Texte choisi:
☆ ☆ ☆ ☆ ☆ ☆ ☆

À l’époque, j’avais souligné qu’une loi de plus, sans mécanisme coercitif, risquait d’échouer, comme les précédentes. Cependant, ma proposition avait été rejetée. Certes, avec la réécriture de l’article 31 par l’Assemblée nationale, ma demande a enfin été prise en compte. Mais, sincèrement, que de temps perdu !
Le second facteur ayant un impact sur la retraite des femmes concerne le morcellement de la vie professionnelle de celles-ci, avec, bien sûr, les conséquences de la maternité sur le déroulement de leur carrière et leur rémunération, et la répartition des responsabilités en matière de garde d’enfants et de personnes dépendantes.
Par ailleurs, les femmes sont aussi plus touchées par le chômage et le temps partiel.
Non, monsieur le ministre, le manque de trimestres ne concerne pas que certaines générations, hélas ! Une étude de la Direction de l’animation de la recherche, des études et des statistiques, la DARES, montre que la durée totale durant laquelle les femmes se sont arrêtées de travailler est beaucoup plus élevée que celle des hommes : 3 ans et 3 mois en moyenne, contre 1 an et 4 mois, et cela concerne toutes les générations.
Or le texte qui nous est aujourd’hui présenté risque d’aggraver la situation. La transition de 65 ans à 67 ans pour bénéficier d’une retraite à taux plein est notamment profondément injuste pour les femmes qui n’auraient pas acquis le nombre d’annuités nécessaires. Or ce qui leur est proposé, c’est ni plus ni moins de travailler plus pour gagner moins !

☆ ☆ ☆ ☆ ☆ ☆ ☆

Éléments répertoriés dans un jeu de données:
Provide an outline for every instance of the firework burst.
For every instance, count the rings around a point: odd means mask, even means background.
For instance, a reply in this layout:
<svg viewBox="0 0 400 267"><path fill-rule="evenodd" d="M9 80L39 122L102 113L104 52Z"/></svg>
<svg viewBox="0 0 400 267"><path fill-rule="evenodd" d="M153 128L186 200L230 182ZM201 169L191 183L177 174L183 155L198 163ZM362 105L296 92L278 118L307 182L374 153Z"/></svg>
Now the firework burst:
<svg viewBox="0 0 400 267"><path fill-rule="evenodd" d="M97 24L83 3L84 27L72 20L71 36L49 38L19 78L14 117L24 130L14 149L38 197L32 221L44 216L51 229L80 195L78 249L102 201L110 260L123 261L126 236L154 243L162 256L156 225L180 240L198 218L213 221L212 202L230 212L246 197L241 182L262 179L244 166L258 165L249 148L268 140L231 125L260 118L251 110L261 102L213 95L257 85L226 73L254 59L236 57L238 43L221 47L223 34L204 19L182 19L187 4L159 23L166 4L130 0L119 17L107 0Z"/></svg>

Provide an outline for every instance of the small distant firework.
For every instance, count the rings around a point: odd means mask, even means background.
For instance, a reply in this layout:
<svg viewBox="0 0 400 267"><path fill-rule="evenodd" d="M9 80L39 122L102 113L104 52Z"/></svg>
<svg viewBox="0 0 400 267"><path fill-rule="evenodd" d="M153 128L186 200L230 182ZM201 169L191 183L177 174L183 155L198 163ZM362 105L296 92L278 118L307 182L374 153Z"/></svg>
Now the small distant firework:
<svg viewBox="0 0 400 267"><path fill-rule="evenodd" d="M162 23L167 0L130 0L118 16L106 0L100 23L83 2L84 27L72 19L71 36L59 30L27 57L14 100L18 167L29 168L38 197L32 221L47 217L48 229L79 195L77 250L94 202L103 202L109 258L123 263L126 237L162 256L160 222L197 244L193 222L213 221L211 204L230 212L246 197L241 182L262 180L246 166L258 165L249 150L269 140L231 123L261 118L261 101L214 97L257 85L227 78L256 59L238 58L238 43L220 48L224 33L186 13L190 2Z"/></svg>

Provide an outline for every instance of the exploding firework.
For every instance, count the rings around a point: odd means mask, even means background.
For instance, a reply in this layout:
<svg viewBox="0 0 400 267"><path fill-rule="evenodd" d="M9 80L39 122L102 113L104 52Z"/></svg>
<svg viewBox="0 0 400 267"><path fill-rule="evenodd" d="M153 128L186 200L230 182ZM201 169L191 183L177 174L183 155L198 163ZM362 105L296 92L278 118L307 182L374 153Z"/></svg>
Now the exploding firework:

☆ ☆ ☆ ☆ ☆ ☆ ☆

Exercices à faire:
A - Recopiez sans rien changer un passage du texte sur la retraite des femmes. Commencez aux mots « Non, monsieur le » et arrêtez-vous après « pour gagner moins ! ».
B - Poursuivez le texte sur la retraite des femmes à partir de sa dernière phrase.

Corrigé des exercices:
A -
Non, monsieur le ministre, le manque de trimestres ne concerne pas que certaines générations, hélas ! Une étude de la Direction de l’animation de la recherche, des études et des statistiques, la DARES, montre que la durée totale durant laquelle les femmes se sont arrêtées de travailler est beaucoup plus élevée que celle des hommes : 3 ans et 3 mois en moyenne, contre 1 an et 4 mois, et cela concerne toutes les générations.
Or le texte qui nous est aujourd’hui présenté risque d’aggraver la situation. La transition de 65 ans à 67 ans pour bénéficier d’une retraite à taux plein est notamment profondément injuste pour les femmes qui n’auraient pas acquis le nombre d’annuités nécessaires. Or ce qui leur est proposé, c’est ni plus ni moins de travailler plus pour gagner moins !

B -
Ce constat est d’ailleurs partagé par notre délégation aux droits des femmes et à l’égalité des chances entre les hommes et les femmes, qui a formulé un certain nombre de recommandations qu’on serait bien avisé de suivre lorsqu’elles ont été traduites sous forme d’amendements.
Certes, le texte résultant des travaux de l’Assemblée nationale est amélioré, mais il est encore très perfectible.
Ainsi, dans les objectifs de l’assurance vieillesse, il faudrait inscrire à l’article 1er A du projet de loi non seulement l’équilibre intergénérationnel, mais également l’équité entre les hommes et les femmes. Ce serait un minimum !
Par ailleurs, j’évoquerai la réécriture de l’article 31, qui prévoit désormais une sanction financière pour les entreprises ne respectant pas leurs obligations en matière d’égalité professionnelle. Voilà qui constitue une nette amélioration, mais la rédaction de l’article doit garantir une logique de résultats, et pas seulement de moyens.
De même, nous pourrions corriger certaines inégalités en reprenant les préconisations de la HALDE, la Haute Autorité de lutte contre les discriminations et pour l’égalité, afin de compenser notamment les effets pervers du temps partiel, qui est bien souvent subi et assorti de faibles rémunérations.
S’agissant des bornes 65/67 ans, il faut maintenir à 65 ans l’âge de départ à la retraite à taux plein pour les personnes, donc les hommes comme les femmes, ayant pris un congé parental, surtout dans des circonstances particulières : lorsque ces personnes ont dû, par exemple, apporter des soins particuliers à un enfant ou une personne dépendante dans un laps de temps minimal. Ce sont d’ailleurs souvent les femmes qui sont concernées.
Monsieur le ministre, voilà quelques avancées.
Pour autant, tout ce qui a été évoqué ne pourra être que transitoire.
En effet, comme Nicolas About l’a rappelé, cette réforme, à l’instar de celles de 1993 et 2003, ne peut être qu’une étape, qui doit, à terme, conduire à une réforme structurelle.
Comme les parlementaires centristes le défendent depuis 2003, un système de retraite par points serait plus lisible, plus équitable et plus équilibré, et les femmes y trouveraient sans doute leur compte.
Il faut mettre en place un système qui mesure la problématique des retraites à l’aune des évolutions de notre société.
Certes, il convient de prendre en compte l’allongement de l’espérance de vie, mais la vie et la carrière des femmes ont beaucoup changé au cours des trente dernières années.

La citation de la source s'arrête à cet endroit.